SELECTED PASSAGE —
-*-

The quality/bandwidth for the output in this command will be determined by
the qmin/qmax settings you provided; the value of 19 is a bit conservative
and will likely produce a relatively large, but good quality file. Try
various different settings to dial in on desired quality; larger settings
for qmin/qmax will be lower quality / smaller bandwidth.
The settings we'll be using for derivatives are based on the constrained
quality mode, using the -crf option plus a relatively high maximum bitrate
as a constraint for high-motion files, and also a conservative -qmin to
ensure that bits aren't wasted on details that are actually source
compression artifacts.
In general, you should optimize the files you upload for quality, not for
size -- higher source quality ensures better quality for the viewable
derivatives, and for future re-use possibilities. Note that you can keep
using VP8 for uploaded files; there's no immediate need to change
configurations for uploads unless the files themselves are too big to
upload and need higher compression.
-- brion
On Thu, Jul 26, 2018 at 9:38 PM rupert THURNER <rupert.thurner(a)gmail.com>
wrote:
i tried VP9 uploading a video with a spinning wheel
made with a
samsung galaxy s5, mp4, original size 99.5MB. i removed the sound
beforehand though:
https://commons.wikimedia.org/wiki/File:180522-alpaca-spinnen-gotthard-pass…
using:
https://tools.wmflabs.org/video2commons/
which used the following (i removed the paths ...)

-*-

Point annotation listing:
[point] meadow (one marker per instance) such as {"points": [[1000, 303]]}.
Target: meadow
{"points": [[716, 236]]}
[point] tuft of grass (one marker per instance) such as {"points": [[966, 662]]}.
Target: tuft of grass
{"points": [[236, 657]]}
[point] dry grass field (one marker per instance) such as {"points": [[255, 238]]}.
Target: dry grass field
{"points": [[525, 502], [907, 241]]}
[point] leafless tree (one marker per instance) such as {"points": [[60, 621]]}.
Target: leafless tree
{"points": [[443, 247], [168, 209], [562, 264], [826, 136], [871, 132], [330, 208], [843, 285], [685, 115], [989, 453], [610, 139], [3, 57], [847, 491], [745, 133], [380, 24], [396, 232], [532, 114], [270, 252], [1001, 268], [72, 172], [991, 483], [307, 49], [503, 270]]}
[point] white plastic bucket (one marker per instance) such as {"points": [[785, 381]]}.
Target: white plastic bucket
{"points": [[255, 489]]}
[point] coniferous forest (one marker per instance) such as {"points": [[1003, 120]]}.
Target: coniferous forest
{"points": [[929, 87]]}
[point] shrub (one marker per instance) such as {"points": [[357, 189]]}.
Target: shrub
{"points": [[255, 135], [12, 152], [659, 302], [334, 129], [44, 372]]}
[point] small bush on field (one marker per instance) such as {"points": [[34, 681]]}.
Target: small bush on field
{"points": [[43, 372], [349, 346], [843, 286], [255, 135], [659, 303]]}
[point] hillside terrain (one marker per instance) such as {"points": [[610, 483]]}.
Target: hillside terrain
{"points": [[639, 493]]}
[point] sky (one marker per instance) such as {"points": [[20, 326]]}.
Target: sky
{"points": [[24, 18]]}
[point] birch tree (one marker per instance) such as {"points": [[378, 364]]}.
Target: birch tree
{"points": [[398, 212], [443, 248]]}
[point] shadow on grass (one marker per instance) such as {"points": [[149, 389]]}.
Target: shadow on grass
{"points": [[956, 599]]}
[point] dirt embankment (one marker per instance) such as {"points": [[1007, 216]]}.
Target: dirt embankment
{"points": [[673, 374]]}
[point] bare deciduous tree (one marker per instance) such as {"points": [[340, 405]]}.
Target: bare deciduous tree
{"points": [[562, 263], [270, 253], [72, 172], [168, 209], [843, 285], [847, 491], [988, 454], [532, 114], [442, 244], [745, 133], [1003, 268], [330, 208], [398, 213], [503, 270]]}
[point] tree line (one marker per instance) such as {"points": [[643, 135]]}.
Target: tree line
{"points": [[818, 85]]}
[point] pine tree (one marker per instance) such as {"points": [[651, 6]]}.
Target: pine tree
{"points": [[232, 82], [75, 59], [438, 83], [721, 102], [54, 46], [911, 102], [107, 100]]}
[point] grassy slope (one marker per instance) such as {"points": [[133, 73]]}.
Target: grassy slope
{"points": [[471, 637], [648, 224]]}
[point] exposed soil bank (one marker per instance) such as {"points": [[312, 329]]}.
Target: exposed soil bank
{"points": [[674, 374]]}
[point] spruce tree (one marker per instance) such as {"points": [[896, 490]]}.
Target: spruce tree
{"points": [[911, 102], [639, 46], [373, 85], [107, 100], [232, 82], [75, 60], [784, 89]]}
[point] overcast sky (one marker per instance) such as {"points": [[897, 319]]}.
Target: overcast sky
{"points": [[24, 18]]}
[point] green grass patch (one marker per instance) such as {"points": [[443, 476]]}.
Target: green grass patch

-*-

GIVEN REQUEST — Print the message on video encoding settings from "The settings we'll" up to and including "need higher compression.". The listing comes from a separate source.

FINAL ANSWER —
The settings we'll be using for derivatives are based on the constrained
quality mode, using the -crf option plus a relatively high maximum bitrate
as a constraint for high-motion files, and also a conservative -qmin to
ensure that bits aren't wasted on details that are actually source
compression artifacts.
In general, you should optimize the files you upload for quality, not for
size -- higher source quality ensures better quality for the viewable
derivatives, and for future re-use possibilities. Note that you can keep
using VP8 for uploaded files; there's no immediate need to change
configurations for uploads unless the files themselves are too big to
upload and need higher compression.